WHAT THE TASK REQUIRES:
All entries below are to be retyped in full, precisely as they appear.

Collection entries
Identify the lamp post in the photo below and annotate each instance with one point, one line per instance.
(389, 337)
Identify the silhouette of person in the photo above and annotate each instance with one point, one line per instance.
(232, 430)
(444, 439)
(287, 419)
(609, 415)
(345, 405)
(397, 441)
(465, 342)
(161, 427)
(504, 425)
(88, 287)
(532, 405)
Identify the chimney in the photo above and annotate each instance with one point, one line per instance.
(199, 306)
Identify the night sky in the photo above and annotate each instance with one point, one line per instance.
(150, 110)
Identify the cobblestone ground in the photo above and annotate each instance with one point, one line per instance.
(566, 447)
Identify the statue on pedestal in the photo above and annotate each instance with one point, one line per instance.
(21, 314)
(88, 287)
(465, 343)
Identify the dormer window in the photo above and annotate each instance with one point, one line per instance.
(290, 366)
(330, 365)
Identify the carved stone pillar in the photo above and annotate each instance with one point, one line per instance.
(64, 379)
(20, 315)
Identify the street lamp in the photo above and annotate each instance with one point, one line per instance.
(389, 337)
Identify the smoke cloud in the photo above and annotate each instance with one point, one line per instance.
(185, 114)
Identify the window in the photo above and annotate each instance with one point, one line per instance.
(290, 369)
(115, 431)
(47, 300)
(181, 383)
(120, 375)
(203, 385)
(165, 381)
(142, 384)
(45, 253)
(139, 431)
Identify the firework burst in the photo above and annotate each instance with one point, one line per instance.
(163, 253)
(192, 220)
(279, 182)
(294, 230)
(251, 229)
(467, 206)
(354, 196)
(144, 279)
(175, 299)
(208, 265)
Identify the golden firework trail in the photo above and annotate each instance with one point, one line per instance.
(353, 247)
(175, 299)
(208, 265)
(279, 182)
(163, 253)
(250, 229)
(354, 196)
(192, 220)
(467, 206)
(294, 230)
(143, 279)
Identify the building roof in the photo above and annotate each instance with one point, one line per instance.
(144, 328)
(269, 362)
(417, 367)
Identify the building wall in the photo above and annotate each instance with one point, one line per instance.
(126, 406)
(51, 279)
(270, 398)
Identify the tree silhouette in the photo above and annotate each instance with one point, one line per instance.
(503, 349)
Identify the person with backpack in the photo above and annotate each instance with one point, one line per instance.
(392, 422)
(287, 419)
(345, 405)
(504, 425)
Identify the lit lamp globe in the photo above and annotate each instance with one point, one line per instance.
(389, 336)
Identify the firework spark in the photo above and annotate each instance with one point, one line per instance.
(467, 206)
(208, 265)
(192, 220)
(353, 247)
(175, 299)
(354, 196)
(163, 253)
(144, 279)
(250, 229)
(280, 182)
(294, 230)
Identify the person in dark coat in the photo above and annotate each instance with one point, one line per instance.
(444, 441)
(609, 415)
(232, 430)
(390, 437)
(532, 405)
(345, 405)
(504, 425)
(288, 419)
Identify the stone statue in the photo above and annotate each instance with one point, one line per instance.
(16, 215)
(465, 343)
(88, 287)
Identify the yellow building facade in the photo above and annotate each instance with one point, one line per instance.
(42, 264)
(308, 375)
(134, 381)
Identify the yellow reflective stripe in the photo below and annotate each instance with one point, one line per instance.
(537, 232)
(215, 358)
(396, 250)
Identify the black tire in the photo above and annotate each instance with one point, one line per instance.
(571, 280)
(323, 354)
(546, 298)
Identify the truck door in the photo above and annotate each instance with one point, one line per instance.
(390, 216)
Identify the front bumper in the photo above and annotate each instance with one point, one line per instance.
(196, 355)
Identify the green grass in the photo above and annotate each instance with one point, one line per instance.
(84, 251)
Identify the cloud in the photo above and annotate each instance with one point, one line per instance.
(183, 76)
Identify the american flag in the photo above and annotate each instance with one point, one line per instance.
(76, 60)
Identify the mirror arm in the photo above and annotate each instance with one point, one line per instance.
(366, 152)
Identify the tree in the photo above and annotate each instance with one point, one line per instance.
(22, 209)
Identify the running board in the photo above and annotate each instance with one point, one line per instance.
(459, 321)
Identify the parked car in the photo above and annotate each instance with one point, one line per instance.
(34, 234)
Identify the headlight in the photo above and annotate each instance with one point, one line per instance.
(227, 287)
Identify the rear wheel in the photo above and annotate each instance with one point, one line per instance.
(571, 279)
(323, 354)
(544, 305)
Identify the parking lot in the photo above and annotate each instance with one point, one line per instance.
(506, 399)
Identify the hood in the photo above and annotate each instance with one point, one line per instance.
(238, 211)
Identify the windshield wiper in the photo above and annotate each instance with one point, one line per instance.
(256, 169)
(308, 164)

YOUR SOLUTION:
Identify the lamp post in the photo below and annotate each instance with one point, one line per instance.
(389, 337)
Identify the silhouette of person in the photo above and annotate each instance with one point, one line per instance.
(232, 430)
(444, 439)
(287, 419)
(609, 415)
(345, 405)
(397, 441)
(465, 342)
(161, 427)
(504, 425)
(88, 287)
(532, 405)
Identify the chimney in the photo above and annotate each instance with one point, one line per instance.
(199, 306)
Identify the night sky in the photo above and annotate each instance with one point, one line per instance.
(150, 110)
Identify the cobblestone ground in the photo above and annotate each instance with one point, one line per instance.
(566, 447)
Identify the statue on pedestal in the photo above and annotate each instance with one point, one line per instance.
(21, 314)
(88, 287)
(465, 343)
Identify the dormer window in the photo above and annotate each instance with one point, one line per instance.
(290, 366)
(330, 365)
Identify the carved stone pillar in the photo above and annotate each instance with one point, one line per instance.
(64, 379)
(20, 315)
Identify the street lamp in the photo above and annotate each instance with one point, one line per instance.
(389, 337)
Identify the smoke cloud in the photo above and annotate each instance with one point, one line per instance.
(185, 114)
Identify the window in the photo above and annotate each instance with one point, one line per instance.
(290, 369)
(115, 431)
(47, 300)
(181, 383)
(120, 375)
(203, 385)
(165, 381)
(142, 384)
(45, 253)
(139, 431)
Identify the firework burst in the photo above and annotate each instance with one point, one line per instance.
(163, 253)
(192, 220)
(279, 182)
(294, 230)
(251, 229)
(467, 206)
(354, 196)
(144, 279)
(175, 299)
(208, 265)
Identify the golden firework trail in the photo above and annotate each instance with one point, one line per instance.
(353, 247)
(175, 299)
(208, 265)
(279, 182)
(163, 253)
(250, 229)
(354, 196)
(192, 220)
(467, 206)
(294, 230)
(143, 279)
Identify the building roof in the photo above and annotate each instance with one point, one line per instance.
(144, 328)
(269, 362)
(417, 367)
Identify the building wall in the photo above and annotate each instance with one point, one line per instance.
(126, 406)
(51, 279)
(270, 398)
Identify the tree silhouette in the photo above and annotate each instance with one point, one line per instance.
(503, 349)
Identify the person with backpack in the photo above and annotate each instance with one point, one line per instance.
(392, 422)
(287, 419)
(345, 405)
(504, 425)
Identify the lit lamp globe in the photo above and annotate each instance with one point, one line per instance.
(389, 336)
Identify the firework spark in the photo above and annotate each instance with one point, one line per instance.
(467, 206)
(208, 265)
(192, 220)
(353, 247)
(175, 299)
(354, 196)
(163, 253)
(144, 279)
(250, 229)
(280, 182)
(294, 230)
Identify the person in dark coat in the photo above and annotate each instance with one point, one line per instance.
(444, 441)
(609, 415)
(232, 430)
(390, 437)
(532, 405)
(345, 405)
(504, 425)
(288, 419)
Identify the stone statue in the photo above and annotate each instance with one point, one line per instance.
(16, 215)
(465, 343)
(88, 287)
Identify the yellow building facade in the photo above and annotate each instance with one point, one line per instance.
(42, 264)
(308, 375)
(134, 381)
Identify the yellow reflective stripe in the photo below and annotate each instance with one point, one line per instance.
(537, 232)
(215, 358)
(396, 250)
Identify the black tire in the photo above and annotate each instance with one point, one line per instance.
(571, 280)
(323, 354)
(546, 298)
Identify the truck door in the photo above and annotate each instance with one point, one line per instance.
(390, 216)
Identify the front bumper in the photo above and annotate each instance with one point, one line per instance.
(196, 355)
Identify the green grass in the photo above and annotate each instance with one point, one line per instance.
(84, 251)
Identify the cloud in the photo above and annotate each instance with one point, one line per instance.
(183, 76)
Identify the american flag in the photo above and annotate each instance with one point, one line per instance.
(76, 60)
Identify the mirror arm in the photo above and annotate each instance with one point, one line per instance.
(366, 152)
Identify the tree in the photo above and annotate each instance with one point, one line per instance.
(22, 209)
Identify the running board in the photo above and annotate each instance with one point, one line per instance.
(459, 321)
Identify the parked car in the photo above and annotate each instance with one point, one line per instance.
(34, 234)
Identify the headlight in the photo above and annotate each instance with one point, one line per instance.
(227, 287)
Identify the rear wheel in the photo above and annotate each instance with one point, one line per instance.
(571, 279)
(323, 354)
(544, 305)
Identify the parking lot in the photo above and annotate each instance with one point, one line per instance.
(506, 399)
Identify the hood in the photo above and annotate each instance with one point, one line per instance.
(238, 211)
Identify the windshield wiper in the photo above and annotate each instance with one point, one line per instance.
(256, 169)
(308, 164)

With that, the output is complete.